◆ **THE PROBLEM**: List the newspapers that the passage on hiring a nursery-governess names as good places to advertise.

Alter Ego! the case looks desperate. Shall we ever find one? Yes! for light begins to dawn in another quarter. Shall we try another plan? It has been tried in a few instances, and with marked success. An advertisement in a good paper like the "Morning Post," the "Church Times," or "The Christian," stating that "a nursery-governess is required as superior nurse, who is willing to undertake all the duties of a head nurse," and giving one's full name and address, will bring a large number of applications, among them several from a very superior set of women, often those belonging to the farming class, from which, as Baring Gould shows in his interesting "Old Country Life," the "good old-fashioned servants" of former days used to be drawn for gentlemen's service, before the wave of prosperity caused the farmers' daughters to grow too grand for any other work beyond performing on the pianoforte, and art-embroidery.

Now, in these "hard times" of agricultural depression, many are only too glad to obtain an honourable livelihood, which will enable them to live without burdening their families. Education they have, though not sufficient to meet the demands of the Higher Code.

"You know I'm not a lady, I'm only a farmer's daughter," said one bright, winning, thoroughly refined creature. "Not a lady," but a true cultured woman, full of womanly, motherly instincts--a noble character.

Such women are not assuming or presuming, not grasping in their demands. From them you hear no word of "my position;" theirs is no stilted phraseology which reeks of unreality. Even if they have not had the "experience," their teachable spirit, open to advice, willing and anxious to be helpful, will soon enable them to pick up the essentials of nursery management, and a mother may feel that she has an aide who will help her and not deceive.

(Of course, if these young people would go in for training in the new House of Education it would be better all round.)

"Rules," alas! are made but to be broken, unless the spirit of order and obedience and sympathy is there.

"Refinement" for your children you can only obtain by having a person with them who loves refinement for its own sake, and has herself been brought up amidst refining influences.

I know that this class of people ask a lower remuneration for their services than the experienced hirelings do. I know that they voluntarily and conscientiously perform twice the amount of work, and that they are intelligent co-workers in the mother's aims.

◆ **LISTED RECORDS**:
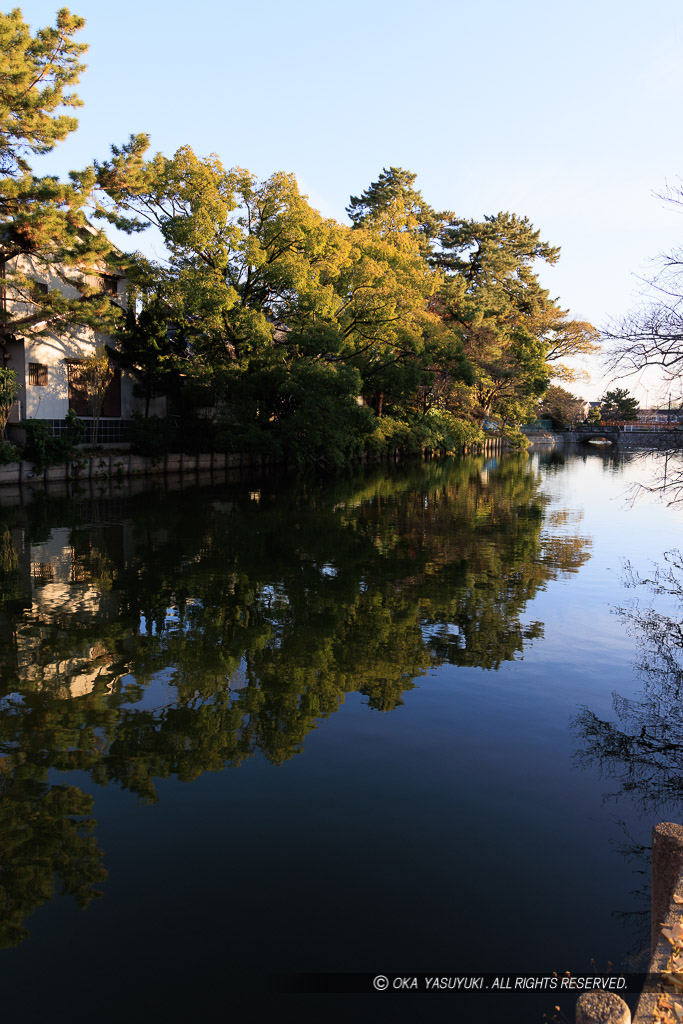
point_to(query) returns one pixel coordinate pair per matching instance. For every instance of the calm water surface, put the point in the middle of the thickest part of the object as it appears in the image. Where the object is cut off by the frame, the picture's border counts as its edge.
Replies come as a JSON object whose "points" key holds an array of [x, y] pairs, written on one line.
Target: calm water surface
{"points": [[384, 723]]}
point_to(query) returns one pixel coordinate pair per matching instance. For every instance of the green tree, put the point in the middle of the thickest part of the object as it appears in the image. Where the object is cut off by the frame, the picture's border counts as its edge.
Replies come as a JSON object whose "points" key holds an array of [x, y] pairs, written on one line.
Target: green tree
{"points": [[257, 282], [50, 257], [511, 329], [35, 71], [145, 349], [8, 392], [619, 404], [562, 407], [392, 204], [95, 374]]}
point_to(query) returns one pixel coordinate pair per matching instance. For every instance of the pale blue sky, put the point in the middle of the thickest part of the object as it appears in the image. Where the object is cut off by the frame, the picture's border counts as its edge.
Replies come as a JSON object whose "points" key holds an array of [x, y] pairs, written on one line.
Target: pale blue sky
{"points": [[568, 114]]}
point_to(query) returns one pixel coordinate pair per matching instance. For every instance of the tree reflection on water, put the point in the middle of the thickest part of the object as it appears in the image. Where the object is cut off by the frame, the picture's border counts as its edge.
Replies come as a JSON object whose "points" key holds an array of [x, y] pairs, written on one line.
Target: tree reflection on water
{"points": [[176, 635], [643, 750]]}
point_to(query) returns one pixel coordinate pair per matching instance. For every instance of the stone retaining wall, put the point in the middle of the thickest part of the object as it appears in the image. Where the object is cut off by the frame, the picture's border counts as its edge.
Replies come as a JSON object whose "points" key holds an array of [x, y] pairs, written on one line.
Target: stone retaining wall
{"points": [[658, 1003], [120, 465]]}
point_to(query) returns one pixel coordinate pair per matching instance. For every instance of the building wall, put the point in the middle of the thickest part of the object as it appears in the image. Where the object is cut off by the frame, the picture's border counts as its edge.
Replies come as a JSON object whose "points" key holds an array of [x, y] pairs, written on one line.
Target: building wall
{"points": [[52, 349]]}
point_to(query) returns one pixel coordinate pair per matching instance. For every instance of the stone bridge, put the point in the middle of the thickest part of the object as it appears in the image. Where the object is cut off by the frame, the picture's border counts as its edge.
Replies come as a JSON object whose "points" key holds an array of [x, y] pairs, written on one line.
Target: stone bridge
{"points": [[622, 436]]}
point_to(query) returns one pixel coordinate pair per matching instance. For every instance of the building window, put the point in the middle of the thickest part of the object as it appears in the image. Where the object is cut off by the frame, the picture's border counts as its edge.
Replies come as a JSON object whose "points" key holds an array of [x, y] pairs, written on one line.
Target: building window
{"points": [[38, 374]]}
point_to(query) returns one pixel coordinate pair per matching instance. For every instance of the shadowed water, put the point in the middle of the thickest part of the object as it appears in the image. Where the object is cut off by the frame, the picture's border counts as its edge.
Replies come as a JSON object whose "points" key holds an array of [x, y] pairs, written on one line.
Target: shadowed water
{"points": [[315, 725]]}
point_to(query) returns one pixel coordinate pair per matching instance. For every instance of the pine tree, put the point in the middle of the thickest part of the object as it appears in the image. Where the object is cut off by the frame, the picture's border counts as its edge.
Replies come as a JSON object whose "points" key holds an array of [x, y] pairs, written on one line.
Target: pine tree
{"points": [[51, 259]]}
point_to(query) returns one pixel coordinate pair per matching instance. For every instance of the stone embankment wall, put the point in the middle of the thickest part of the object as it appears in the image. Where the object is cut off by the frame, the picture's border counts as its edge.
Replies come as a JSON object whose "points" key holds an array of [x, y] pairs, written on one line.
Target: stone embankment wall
{"points": [[651, 439], [662, 999], [118, 465]]}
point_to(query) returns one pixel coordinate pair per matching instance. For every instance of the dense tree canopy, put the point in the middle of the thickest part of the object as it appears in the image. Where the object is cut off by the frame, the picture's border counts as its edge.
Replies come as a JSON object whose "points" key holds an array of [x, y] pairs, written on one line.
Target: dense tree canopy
{"points": [[50, 257]]}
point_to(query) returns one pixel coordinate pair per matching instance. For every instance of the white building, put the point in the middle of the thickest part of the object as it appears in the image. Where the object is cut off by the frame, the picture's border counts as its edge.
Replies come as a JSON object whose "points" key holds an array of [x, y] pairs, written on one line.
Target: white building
{"points": [[47, 363]]}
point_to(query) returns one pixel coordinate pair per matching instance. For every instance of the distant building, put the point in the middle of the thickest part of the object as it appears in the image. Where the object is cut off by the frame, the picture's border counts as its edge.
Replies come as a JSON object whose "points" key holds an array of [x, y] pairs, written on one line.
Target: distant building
{"points": [[47, 365]]}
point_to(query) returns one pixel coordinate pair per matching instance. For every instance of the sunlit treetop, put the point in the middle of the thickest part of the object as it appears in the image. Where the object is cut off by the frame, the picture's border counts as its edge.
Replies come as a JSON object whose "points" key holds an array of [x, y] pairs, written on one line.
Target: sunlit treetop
{"points": [[35, 72]]}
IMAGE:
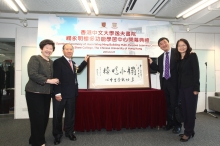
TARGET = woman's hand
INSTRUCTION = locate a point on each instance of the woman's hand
(195, 92)
(86, 58)
(53, 81)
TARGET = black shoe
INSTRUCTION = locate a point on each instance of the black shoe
(168, 127)
(181, 135)
(184, 140)
(71, 137)
(57, 141)
(176, 130)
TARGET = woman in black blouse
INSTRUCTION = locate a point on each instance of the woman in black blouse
(39, 91)
(189, 86)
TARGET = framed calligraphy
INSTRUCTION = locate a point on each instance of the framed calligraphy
(118, 72)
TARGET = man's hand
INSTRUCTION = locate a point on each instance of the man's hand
(150, 60)
(58, 97)
(195, 92)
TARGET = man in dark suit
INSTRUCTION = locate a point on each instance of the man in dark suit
(167, 67)
(65, 93)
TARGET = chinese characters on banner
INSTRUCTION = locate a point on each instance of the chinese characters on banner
(104, 36)
(118, 72)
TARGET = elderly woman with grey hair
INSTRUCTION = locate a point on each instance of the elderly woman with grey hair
(39, 91)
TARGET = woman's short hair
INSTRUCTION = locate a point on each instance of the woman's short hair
(188, 50)
(163, 38)
(46, 42)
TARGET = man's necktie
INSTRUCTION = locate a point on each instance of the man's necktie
(71, 64)
(167, 66)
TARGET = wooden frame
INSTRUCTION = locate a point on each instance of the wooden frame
(118, 72)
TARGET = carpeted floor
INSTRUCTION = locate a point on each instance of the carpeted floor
(16, 133)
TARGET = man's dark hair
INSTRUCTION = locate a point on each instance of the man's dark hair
(46, 42)
(163, 38)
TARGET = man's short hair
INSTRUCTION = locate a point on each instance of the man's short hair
(163, 38)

◆ **WRITTEN SOLUTION**: "Morning Post," "Church Times," "The Christian"